WHAT THE TASK ASKS ->
Change "Flag" to "Mark" throughout these lines, keeping everything else the same.

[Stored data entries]
────

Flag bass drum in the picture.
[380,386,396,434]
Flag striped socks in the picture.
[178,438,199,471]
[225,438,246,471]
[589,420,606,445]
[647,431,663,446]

────

WRITTEN RESPONSE ->
Mark bass drum in the picture.
[380,386,396,434]
Mark striped socks in the picture.
[178,438,199,471]
[225,438,246,471]
[589,420,606,445]
[647,431,663,446]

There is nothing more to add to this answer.